(Saved data entries)
━━━━━━━━━━━━━━━━━━━━━━━━━━━━━━
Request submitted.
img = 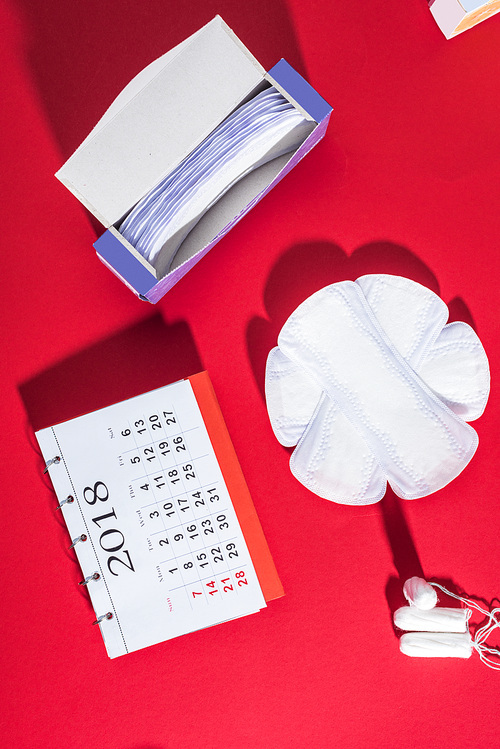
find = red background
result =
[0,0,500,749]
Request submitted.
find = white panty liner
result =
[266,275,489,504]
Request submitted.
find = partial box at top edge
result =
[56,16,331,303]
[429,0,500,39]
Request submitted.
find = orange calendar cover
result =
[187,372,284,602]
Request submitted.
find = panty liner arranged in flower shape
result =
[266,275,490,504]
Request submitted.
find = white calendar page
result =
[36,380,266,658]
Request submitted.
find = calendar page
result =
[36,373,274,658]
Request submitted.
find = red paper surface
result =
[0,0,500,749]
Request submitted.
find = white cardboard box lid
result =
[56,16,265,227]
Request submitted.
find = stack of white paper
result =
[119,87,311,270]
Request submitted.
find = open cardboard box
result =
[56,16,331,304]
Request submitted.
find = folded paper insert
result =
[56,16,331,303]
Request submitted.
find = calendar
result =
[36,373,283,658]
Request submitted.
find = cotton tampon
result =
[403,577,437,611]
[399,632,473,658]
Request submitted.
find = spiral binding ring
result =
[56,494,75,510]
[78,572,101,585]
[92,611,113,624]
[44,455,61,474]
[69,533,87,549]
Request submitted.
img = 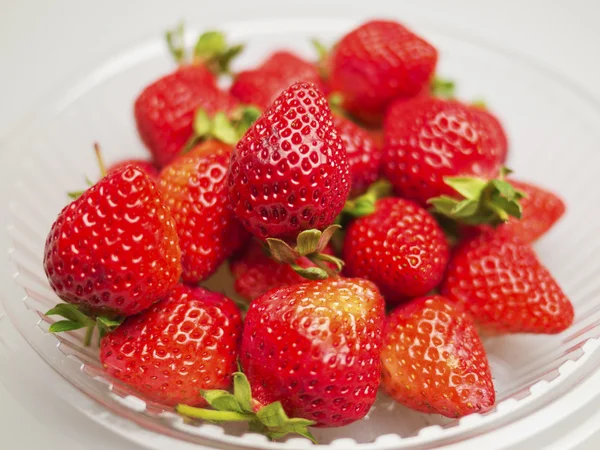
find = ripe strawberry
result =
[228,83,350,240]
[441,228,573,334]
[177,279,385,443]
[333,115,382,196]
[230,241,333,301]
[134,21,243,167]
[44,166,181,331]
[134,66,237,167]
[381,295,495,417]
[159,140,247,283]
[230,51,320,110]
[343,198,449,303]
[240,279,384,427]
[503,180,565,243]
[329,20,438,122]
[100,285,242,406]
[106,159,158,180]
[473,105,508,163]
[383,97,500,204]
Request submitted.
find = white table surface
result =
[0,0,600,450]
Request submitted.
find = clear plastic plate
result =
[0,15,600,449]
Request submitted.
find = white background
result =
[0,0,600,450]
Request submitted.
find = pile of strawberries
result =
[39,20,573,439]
━━━━━━━━━━━━━━━━━━━━━━━━━━━━━━
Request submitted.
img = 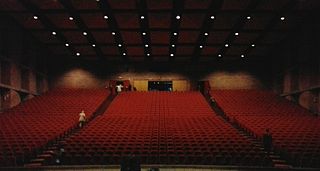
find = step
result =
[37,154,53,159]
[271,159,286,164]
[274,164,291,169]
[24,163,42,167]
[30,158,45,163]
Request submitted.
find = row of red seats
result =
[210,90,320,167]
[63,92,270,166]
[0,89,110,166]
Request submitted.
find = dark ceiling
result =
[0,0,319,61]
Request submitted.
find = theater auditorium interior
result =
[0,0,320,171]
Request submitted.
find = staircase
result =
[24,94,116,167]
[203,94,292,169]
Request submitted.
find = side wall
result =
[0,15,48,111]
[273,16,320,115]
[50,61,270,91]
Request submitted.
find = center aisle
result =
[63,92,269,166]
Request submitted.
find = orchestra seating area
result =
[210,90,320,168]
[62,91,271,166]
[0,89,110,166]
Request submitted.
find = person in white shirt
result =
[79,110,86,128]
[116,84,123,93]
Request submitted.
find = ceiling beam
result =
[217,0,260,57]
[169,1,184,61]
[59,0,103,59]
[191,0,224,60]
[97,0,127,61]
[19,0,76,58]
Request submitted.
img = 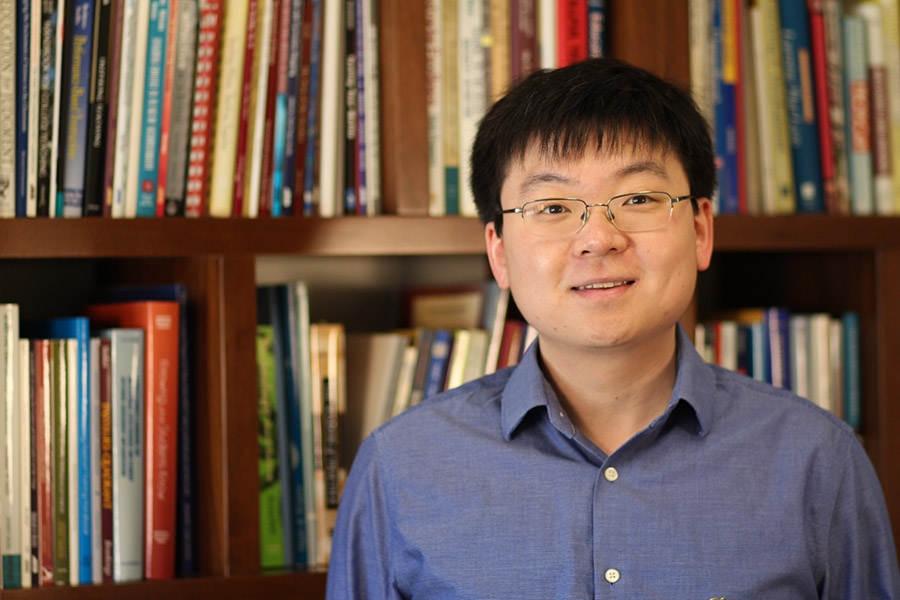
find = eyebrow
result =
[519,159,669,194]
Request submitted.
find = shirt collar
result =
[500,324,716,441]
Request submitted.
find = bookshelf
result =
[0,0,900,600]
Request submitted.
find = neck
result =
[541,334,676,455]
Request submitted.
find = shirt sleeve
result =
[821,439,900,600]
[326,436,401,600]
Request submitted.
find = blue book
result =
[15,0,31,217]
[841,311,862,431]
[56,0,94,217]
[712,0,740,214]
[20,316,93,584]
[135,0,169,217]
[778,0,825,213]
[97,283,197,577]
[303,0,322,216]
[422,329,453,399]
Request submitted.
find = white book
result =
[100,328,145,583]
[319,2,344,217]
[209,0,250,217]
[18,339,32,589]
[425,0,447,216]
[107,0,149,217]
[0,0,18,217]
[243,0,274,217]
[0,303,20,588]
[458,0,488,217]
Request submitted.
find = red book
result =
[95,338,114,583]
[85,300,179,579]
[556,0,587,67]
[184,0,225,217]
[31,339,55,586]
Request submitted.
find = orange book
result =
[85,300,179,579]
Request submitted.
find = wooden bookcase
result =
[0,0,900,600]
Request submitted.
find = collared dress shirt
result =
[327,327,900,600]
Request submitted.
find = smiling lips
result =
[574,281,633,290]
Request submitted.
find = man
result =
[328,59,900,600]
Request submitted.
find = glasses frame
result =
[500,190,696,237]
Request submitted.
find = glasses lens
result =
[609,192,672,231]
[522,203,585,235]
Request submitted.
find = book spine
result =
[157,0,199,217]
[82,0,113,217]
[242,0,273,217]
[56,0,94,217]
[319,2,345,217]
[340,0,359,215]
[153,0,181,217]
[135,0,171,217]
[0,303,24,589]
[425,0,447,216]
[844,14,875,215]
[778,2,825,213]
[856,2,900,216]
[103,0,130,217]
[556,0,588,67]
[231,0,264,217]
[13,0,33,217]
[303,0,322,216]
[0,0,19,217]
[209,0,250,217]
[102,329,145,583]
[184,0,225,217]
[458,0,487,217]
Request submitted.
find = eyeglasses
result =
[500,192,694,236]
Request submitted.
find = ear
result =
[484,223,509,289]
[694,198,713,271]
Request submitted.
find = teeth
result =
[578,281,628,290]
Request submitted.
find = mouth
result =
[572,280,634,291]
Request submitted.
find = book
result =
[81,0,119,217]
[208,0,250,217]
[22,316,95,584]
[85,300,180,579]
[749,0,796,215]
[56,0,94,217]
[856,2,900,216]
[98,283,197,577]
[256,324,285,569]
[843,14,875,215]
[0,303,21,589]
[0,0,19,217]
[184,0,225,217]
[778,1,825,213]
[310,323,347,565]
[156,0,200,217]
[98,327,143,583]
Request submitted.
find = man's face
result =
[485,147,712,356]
━━━━━━━━━━━━━━━━━━━━━━━━━━━━━━
- Your goal:
Go through the records and copy out every line that contains the string "background". Match case exactly.

- Exercise response:
find = red background
find = white background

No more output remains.